Short exercise:
Copy the items from the start through the line containing "[7,7,793,203]", replacing "bounding region" with "bounding box" and leaving everything else unchanged.
+===+
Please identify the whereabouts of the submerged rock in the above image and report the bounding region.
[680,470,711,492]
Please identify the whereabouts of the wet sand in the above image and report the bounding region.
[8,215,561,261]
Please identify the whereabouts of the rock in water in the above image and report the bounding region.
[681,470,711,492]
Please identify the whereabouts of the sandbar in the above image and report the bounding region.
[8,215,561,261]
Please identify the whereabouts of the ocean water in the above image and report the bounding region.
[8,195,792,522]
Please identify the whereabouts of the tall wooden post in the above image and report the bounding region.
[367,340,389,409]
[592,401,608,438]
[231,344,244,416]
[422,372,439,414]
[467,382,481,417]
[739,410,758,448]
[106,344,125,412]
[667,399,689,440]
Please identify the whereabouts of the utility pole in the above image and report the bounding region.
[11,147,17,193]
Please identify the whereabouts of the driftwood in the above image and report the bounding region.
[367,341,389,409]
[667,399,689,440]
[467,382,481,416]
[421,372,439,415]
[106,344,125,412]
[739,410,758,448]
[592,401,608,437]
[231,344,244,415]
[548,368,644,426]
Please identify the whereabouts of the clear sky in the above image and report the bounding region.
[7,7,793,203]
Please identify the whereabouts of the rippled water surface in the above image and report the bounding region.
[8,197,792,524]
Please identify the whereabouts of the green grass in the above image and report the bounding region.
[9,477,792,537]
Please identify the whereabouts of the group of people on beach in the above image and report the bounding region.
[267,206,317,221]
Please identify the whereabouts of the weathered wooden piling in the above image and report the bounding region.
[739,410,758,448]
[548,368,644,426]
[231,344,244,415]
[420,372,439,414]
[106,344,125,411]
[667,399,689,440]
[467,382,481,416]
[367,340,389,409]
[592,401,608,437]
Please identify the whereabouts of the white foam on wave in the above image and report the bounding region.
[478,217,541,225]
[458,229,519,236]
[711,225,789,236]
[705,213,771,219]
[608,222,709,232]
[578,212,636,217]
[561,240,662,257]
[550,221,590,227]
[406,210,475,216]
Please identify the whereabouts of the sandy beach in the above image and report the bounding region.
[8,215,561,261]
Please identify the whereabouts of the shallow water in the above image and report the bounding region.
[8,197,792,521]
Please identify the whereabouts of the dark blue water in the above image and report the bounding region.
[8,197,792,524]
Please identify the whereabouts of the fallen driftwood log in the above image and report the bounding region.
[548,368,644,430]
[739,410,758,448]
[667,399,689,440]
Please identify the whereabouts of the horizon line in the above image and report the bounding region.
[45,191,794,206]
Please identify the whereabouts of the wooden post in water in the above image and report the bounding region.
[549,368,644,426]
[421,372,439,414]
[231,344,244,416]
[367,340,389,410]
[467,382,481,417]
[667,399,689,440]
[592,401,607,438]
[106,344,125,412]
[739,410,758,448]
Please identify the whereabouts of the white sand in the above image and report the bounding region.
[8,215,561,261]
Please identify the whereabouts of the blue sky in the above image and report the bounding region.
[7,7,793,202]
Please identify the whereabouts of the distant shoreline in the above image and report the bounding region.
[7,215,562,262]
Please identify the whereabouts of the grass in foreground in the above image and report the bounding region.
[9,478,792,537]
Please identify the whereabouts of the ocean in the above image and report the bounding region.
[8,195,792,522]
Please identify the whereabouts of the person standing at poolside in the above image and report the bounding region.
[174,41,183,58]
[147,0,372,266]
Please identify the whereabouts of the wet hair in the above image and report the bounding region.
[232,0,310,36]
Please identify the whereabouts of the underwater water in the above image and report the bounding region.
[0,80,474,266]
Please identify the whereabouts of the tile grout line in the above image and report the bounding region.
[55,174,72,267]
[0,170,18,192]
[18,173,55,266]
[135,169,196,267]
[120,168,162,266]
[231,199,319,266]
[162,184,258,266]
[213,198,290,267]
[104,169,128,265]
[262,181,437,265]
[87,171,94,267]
+===+
Full solution:
Please identify the whereabouts of the submerged rock in the above image and report the bounding box.
[680,470,711,492]
Please identify the whereabouts of the wet sand in the above image and report the bounding box.
[8,215,561,261]
Please identify the whereabouts of the rock in water in the above image and report the bounding box.
[681,470,711,492]
Please identify the whereabouts of the sandbar in the above image and report the bounding box.
[8,215,561,261]
Please identify the whereabouts of the ocean water in the above image and report the bounding box.
[8,195,792,522]
Please identify the whereabouts of the tall wooden post in the above image and report the bounding box.
[367,340,389,409]
[592,401,608,438]
[231,344,244,416]
[422,372,439,414]
[467,382,481,417]
[739,410,758,448]
[106,344,125,412]
[667,399,689,440]
Please identify the whereabouts of the utility pole in the above image and report the bounding box.
[11,147,17,193]
Please identify the whereabouts of the driftwood in the above image and report the bounding box.
[367,341,389,409]
[667,399,689,440]
[467,382,481,416]
[421,372,439,415]
[106,344,125,412]
[739,410,758,448]
[592,401,608,437]
[231,344,244,415]
[548,368,644,426]
Please identify the whereabouts of the clear sky in the above image and report the bounding box.
[7,7,793,203]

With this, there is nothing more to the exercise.